[EXERCISE TASKS]:
**a.** Return the part of the asparagus text that runs from "In our written" up to and including "our yoga routines.", copied word for word.
**b.** According to the asparagus text, what is the oldest surviving collection of recipes called?
**c.** Extend the text about asparagus, picking up after its final sentence.
Segment Start: TEXT PASSAGE
In our written series of Yoga Yummies we will venture, with a light-hearted manner, to highlight the magic of chosen power foods, their consumption and origins – and, importantly, how they can invigorate us, bring energy and joy into our daily living while helping us to enliven our yoga routines.
Asparagus – the origins
Asparagus Racemosus belongs into a family of lilies, sprouting from the sandy ground and growing a leafy crown of bell-shaped stems, referred to as ”tips of love” owing to their subtle and delicate flavor. Our leafy superhero has a long history, tickling the taste buds of the ancient Egyptians as well as the Greeks, who greatly valued its medicinal properties. In these ancient times, in addition of consuming this triumphant treat fresh, as it undeniably most compels the senses, it could also be frozen or dried for prolonged preservation.
The Romans would greatly indeed appreciate asparagus as well – the oldest surviving collection of recipes, Apicius, would compliment the great qualities of our velvety-tasting vegetable that comes in fashionable shades of spring: white, green and purple.
Asparagus – the vitamin essence
Asparagus is a glorious green full of folic acid, a vitamin that protects from us cell damage, helps keeping the mind sharp and the bones strong, thus will help preventing osteoporosis and keeping those joints flexed for astonishing asanas. The word for folic acid originates from the Latin phrase folium, referring to a leaf, found in leafy greens such as our featured astounding asparagus, that contains no fat and is equally devoid of cholesterol as well. Rich in fibers, an essential element in aiding the frisky function of our digestive system, ensuring the metabolism is to remain active for the bodily renewal.
Segment End: TEXT PASSAGE
Segment Start: DATASET EXTRACT
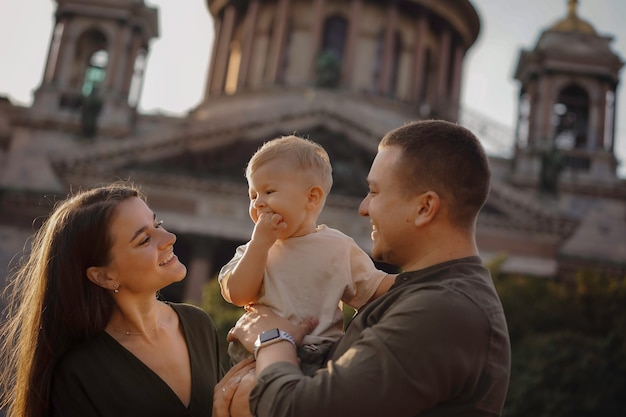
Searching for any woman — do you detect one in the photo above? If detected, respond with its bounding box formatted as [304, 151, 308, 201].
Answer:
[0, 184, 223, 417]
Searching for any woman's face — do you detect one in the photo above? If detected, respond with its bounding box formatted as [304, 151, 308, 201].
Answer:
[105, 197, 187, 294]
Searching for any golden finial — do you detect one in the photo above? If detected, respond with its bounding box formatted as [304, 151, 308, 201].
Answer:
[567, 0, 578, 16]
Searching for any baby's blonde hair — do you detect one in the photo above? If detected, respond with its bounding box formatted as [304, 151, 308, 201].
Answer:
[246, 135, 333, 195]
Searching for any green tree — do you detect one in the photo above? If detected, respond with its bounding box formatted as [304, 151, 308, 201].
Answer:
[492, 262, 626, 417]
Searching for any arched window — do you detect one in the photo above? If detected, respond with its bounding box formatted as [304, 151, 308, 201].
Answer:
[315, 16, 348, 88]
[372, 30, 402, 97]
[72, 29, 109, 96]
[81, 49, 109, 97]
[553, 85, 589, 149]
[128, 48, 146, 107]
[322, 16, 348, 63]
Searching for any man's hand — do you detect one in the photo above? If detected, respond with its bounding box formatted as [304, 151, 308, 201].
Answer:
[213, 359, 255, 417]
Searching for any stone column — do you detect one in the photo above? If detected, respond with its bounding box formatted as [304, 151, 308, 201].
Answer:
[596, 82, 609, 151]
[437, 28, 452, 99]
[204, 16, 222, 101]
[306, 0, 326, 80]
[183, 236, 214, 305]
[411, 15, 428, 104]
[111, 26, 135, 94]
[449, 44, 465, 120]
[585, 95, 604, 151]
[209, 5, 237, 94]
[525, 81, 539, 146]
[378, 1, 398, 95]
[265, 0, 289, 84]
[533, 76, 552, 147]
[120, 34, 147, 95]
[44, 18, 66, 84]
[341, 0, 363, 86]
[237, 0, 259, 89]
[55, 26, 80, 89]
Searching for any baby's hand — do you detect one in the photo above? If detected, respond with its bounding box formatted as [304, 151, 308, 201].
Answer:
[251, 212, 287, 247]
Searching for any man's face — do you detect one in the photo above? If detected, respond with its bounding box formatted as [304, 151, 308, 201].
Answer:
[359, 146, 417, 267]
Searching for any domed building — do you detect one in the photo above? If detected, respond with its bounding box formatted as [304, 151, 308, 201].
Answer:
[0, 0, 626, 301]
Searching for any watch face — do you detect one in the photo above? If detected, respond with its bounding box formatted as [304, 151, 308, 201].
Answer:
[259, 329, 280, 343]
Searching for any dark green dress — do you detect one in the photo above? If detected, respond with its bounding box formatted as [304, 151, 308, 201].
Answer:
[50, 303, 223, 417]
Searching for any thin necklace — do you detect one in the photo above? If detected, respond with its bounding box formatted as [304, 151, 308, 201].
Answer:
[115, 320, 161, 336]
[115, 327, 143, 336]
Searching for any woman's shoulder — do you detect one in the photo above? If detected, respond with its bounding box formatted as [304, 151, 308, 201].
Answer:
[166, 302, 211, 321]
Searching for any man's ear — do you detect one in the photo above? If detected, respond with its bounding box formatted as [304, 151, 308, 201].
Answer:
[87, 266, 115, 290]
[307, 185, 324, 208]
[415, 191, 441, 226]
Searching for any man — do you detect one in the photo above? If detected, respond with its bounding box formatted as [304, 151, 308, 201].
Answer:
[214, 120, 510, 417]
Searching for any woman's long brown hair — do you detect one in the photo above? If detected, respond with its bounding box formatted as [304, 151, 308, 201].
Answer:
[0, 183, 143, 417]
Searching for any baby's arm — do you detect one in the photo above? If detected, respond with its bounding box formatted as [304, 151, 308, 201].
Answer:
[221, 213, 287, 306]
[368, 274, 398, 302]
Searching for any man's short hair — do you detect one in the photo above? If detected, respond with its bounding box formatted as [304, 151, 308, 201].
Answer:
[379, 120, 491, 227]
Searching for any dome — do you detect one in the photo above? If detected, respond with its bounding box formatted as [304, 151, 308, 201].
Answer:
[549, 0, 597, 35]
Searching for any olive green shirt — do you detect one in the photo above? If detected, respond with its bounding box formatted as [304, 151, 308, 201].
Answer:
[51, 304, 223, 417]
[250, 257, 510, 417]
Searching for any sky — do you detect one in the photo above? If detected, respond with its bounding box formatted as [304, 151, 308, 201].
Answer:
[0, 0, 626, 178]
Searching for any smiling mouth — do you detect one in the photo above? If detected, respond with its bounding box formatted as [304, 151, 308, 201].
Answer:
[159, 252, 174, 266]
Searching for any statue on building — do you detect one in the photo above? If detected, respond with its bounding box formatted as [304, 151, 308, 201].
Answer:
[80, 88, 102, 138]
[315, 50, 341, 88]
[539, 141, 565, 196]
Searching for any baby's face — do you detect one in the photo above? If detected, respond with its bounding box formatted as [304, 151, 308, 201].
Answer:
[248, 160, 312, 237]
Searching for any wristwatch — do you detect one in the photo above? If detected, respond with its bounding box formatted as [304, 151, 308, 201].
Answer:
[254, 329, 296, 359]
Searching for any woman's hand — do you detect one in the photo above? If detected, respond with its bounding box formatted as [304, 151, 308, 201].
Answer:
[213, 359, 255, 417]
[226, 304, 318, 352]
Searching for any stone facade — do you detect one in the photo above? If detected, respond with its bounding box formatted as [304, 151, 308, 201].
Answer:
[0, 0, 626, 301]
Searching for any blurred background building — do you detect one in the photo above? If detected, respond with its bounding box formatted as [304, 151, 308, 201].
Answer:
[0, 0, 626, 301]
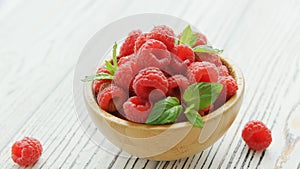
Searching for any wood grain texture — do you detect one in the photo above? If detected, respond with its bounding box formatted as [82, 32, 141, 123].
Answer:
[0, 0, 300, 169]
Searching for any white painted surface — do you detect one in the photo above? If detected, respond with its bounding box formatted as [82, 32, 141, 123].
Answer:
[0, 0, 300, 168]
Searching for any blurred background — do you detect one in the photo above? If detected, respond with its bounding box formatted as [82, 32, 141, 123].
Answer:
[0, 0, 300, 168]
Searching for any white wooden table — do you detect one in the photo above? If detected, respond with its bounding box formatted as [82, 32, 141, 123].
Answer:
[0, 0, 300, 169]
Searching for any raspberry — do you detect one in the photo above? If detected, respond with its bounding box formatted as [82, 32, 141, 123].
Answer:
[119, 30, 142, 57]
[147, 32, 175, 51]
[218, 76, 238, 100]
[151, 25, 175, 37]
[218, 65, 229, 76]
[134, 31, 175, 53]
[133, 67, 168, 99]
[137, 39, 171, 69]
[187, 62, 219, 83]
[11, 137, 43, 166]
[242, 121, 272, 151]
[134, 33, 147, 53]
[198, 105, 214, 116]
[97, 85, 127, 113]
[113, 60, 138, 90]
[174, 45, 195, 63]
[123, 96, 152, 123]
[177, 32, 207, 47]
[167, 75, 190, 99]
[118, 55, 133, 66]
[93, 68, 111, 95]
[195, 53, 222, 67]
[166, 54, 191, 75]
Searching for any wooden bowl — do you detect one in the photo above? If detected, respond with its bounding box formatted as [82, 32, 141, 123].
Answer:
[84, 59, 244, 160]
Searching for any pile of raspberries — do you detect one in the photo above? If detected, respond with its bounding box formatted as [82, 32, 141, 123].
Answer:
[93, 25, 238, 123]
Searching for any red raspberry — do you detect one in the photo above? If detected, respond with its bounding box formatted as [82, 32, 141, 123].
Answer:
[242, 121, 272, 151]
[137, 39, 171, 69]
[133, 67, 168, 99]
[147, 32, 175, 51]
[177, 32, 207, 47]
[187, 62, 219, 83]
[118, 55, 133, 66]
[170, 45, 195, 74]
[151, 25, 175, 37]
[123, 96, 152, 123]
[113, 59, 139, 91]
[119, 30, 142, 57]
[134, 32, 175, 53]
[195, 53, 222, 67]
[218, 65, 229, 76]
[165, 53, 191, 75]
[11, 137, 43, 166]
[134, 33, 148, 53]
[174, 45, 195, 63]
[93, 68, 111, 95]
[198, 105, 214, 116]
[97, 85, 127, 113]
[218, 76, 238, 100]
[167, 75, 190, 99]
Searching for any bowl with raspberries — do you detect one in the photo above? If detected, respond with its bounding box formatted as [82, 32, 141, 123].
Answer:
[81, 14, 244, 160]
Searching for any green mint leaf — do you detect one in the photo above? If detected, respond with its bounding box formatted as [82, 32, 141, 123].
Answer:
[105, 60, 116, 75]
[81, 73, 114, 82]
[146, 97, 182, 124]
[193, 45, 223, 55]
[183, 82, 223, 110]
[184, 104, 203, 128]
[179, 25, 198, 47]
Segment End: DATASET EXTRACT
[PER-TASK ANSWERS]:
**a.**
In our written series of Yoga Yummies we will venture, with a light-hearted manner, to highlight the magic of chosen power foods, their consumption and origins – and, importantly, how they can invigorate us, bring energy and joy into our daily living while helping us to enliven our yoga routines.

**b.** Apicius

**c.**
Asparagus – grow your own, choose & store
Come spring, sprout asparagus! The season for asparagus availability extends from April to July, with the variety of these flourishing, spectacular sticks filling the store shelves. In many parts of the world the fresh asparagus harvest prompts an annual festive period to honor this treat, and for example the German city of Schwetzingen would crown their own Asparagus Queen. You can also grow your own asparagus in a light and clean bed of well-drained soil outdoors, keeping in mind this fellow enjoys the plentiful sun. The virtue of patience comes in handy with the cultivation of asparagus, as it takes up to two years for the first buds to emerge, after that the long wait will reward you with an annual sprout of delicacies for up to three decades to come.
In order to choose the finest and most succulent specimens, look for the brightly colored with dark green tips – in the case of diameter bigger is better, but most important is to choose a bunch of those fresh and firm, ready to be consumed as fresh as possible.
Asparagus – eat & enjoy!
This delicacy is easy to approach, and albeit the acclaimed and prestigious culinary image it cultivates, is not difficult to prepare at all. Here, the art of simplicity is at its finest, and all you need are a few mindfully chosen ingredients: of course, a beautiful bunch of asparagus, some round good butter, freshly grated lemon zest, Parmesan cheese and a crispy white wine will make for an unforgettable ensemble.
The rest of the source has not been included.